* _EXTRACT_
══════════
What Is It Like to Be a Bot?: The world according to GPT-4
Document Type
Article
Department
Philosophy
Publication Date
5-2023
Abstract
The recent explosion of Large Language Models (LLMs) has provoked lively debate about “emergent” properties of the models, mainly concerning their purported “sparks” of General Intelligence. Here, I examine another potentially emergent capacity, namely, consciousness. Using OpenAI’s GPT-4 as exemplar and interlocutor, I argue that the blanket dismissal of LLM sentience is unwarranted, and undermined by a three-way analogy among bats, humans, and GPT-4. Inquiry into the emergence of sentience is facilitated with philosophical phenomenology and cognitive ethology, examining the pattern of errors made by GPT-4 and proposing their origin in the absence of the subjective awareness of time. This deficit suggests that GPT-4 ultimately lacks a capacity to construct a stable perceptual world; the temporal vacuum undermines any capacity for GPT-4 to construct a consistent, continuously updated, model of its environment. Accordingly, none of GPT-4’s statements are epistemically secure. Because the anthropomorphic illusion is so strong, I conclude by suggesting that GPT-4 works with its users to construct improvised works of fiction.
══════════
* _DATA TO EXAMINE_

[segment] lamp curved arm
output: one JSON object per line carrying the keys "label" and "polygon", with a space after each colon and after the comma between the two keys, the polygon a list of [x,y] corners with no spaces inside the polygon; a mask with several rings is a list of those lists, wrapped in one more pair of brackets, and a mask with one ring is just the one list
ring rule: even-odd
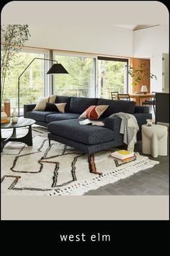
{"label": "lamp curved arm", "polygon": [[43,58],[34,58],[31,62],[27,65],[27,67],[26,67],[26,68],[24,69],[24,70],[22,71],[22,72],[21,73],[21,74],[18,77],[18,116],[19,116],[19,104],[20,104],[20,97],[19,97],[19,90],[20,90],[20,83],[19,83],[19,80],[21,76],[24,73],[24,72],[27,69],[27,68],[30,66],[30,64],[35,60],[35,59],[42,59],[43,61],[55,61],[58,63],[57,61],[55,61],[55,59],[43,59]]}
{"label": "lamp curved arm", "polygon": [[57,61],[55,61],[55,59],[43,59],[43,58],[34,58],[31,62],[27,65],[27,67],[24,69],[24,71],[22,71],[22,72],[21,73],[21,74],[18,77],[18,80],[19,80],[19,78],[21,77],[21,76],[22,75],[22,74],[24,74],[24,72],[27,69],[27,68],[30,66],[30,64],[34,61],[35,59],[42,59],[44,61],[55,61],[58,63]]}

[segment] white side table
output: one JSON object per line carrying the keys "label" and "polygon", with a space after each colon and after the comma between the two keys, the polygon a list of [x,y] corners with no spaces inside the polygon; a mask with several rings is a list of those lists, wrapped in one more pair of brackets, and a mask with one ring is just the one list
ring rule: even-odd
{"label": "white side table", "polygon": [[168,128],[164,125],[142,125],[142,152],[151,155],[167,155]]}

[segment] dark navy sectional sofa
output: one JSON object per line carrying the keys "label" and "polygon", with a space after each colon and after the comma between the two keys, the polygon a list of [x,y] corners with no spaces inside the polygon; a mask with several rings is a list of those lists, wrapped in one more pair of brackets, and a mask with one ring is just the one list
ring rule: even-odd
{"label": "dark navy sectional sofa", "polygon": [[[94,152],[123,145],[123,135],[120,134],[121,119],[109,117],[112,114],[125,112],[133,114],[138,121],[139,131],[137,140],[141,140],[141,126],[152,118],[147,106],[135,106],[134,101],[114,101],[103,98],[57,96],[55,103],[67,103],[66,113],[32,111],[36,104],[24,105],[24,116],[46,127],[48,138],[81,150],[89,159]],[[80,125],[79,117],[91,105],[109,105],[99,120],[104,127]]]}

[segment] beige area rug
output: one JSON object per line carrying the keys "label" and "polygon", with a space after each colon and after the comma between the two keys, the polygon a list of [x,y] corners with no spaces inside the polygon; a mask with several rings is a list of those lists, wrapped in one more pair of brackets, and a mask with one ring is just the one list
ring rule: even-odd
{"label": "beige area rug", "polygon": [[[21,137],[27,128],[17,129]],[[1,194],[5,195],[81,195],[89,190],[114,183],[158,161],[138,155],[137,160],[116,166],[111,150],[94,154],[97,170],[89,172],[86,155],[52,141],[48,145],[47,129],[32,127],[33,146],[9,142],[1,153]]]}

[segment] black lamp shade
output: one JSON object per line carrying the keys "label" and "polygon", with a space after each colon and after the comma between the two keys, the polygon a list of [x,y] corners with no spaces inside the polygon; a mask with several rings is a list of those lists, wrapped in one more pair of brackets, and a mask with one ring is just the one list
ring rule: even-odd
{"label": "black lamp shade", "polygon": [[68,74],[66,69],[61,65],[61,64],[54,64],[48,70],[47,74]]}

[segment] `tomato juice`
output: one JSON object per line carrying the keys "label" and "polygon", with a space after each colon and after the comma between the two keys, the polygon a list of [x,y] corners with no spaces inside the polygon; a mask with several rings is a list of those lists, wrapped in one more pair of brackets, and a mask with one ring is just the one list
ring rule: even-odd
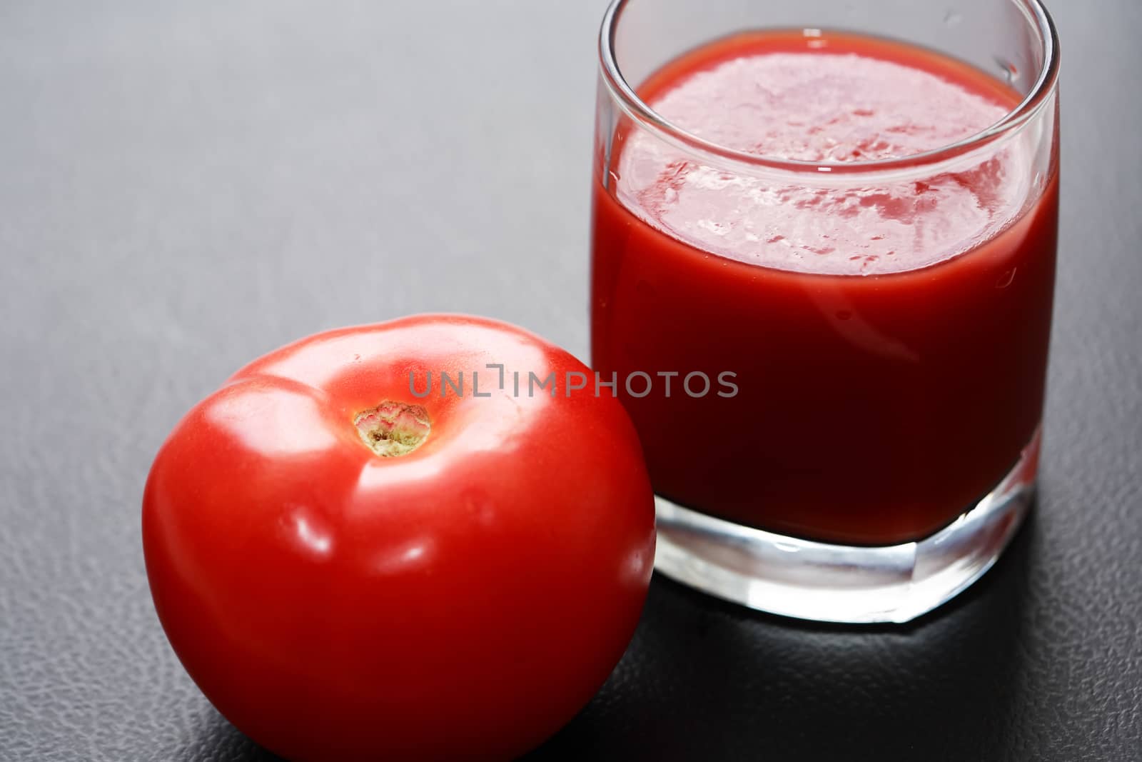
{"label": "tomato juice", "polygon": [[[955,145],[1021,99],[923,48],[802,31],[699,48],[637,91],[709,143],[834,168]],[[954,521],[1024,451],[1034,462],[1057,162],[1036,171],[1022,144],[984,145],[954,171],[830,185],[842,171],[726,170],[619,122],[596,163],[593,364],[732,371],[739,388],[619,386],[659,495],[890,545]]]}

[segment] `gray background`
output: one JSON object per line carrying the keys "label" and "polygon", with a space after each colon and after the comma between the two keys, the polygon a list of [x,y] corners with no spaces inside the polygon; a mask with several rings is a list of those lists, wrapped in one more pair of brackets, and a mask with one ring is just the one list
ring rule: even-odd
{"label": "gray background", "polygon": [[[602,0],[0,6],[0,759],[252,760],[169,650],[139,497],[182,412],[335,326],[482,313],[587,350]],[[534,759],[1142,759],[1142,3],[1056,0],[1042,497],[907,628],[656,580]]]}

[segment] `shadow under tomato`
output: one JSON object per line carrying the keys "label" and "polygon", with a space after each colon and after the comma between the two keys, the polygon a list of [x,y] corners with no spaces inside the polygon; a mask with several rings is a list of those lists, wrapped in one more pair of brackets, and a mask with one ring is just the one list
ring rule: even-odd
{"label": "shadow under tomato", "polygon": [[656,575],[606,685],[523,760],[995,759],[1015,719],[1035,515],[972,588],[904,626],[773,617]]}

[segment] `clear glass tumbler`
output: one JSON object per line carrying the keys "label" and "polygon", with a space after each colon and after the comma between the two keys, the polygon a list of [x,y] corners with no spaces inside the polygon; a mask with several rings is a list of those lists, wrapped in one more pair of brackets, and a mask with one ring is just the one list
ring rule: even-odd
{"label": "clear glass tumbler", "polygon": [[656,564],[907,621],[1002,553],[1038,467],[1059,208],[1037,0],[616,0],[592,355]]}

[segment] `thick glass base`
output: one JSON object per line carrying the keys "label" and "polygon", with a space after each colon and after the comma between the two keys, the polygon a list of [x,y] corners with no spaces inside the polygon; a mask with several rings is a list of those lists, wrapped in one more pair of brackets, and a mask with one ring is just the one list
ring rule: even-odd
{"label": "thick glass base", "polygon": [[751,609],[841,623],[903,623],[955,597],[1019,529],[1035,489],[1039,436],[1004,480],[956,521],[914,543],[830,545],[743,527],[656,497],[654,567]]}

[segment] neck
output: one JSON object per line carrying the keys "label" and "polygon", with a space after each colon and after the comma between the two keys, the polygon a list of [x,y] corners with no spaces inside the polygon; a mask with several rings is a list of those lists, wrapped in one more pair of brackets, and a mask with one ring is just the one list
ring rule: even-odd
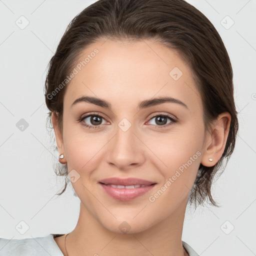
{"label": "neck", "polygon": [[66,238],[68,255],[187,256],[182,244],[186,204],[186,198],[172,216],[146,230],[118,234],[106,228],[81,202],[76,226]]}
══════════
Please sum up the abstract on GPT-4 and consciousness above in two sentences.

* _TASK OUTPUT_
Using GPT-4 as exemplar and interlocutor, the article examines consciousness as a possibly emergent capacity of large language models and argues, partly through a three-way analogy among bats, humans, and GPT-4, that dismissing LLM sentience outright is unwarranted. It traces GPT-4's pattern of errors to an absence of subjective awareness of time, which undermines any capacity to build a stable, continuously updated model of its environment, so none of its statements are epistemically secure, and it closes by suggesting that GPT-4 works with its users to construct improvised works of fiction.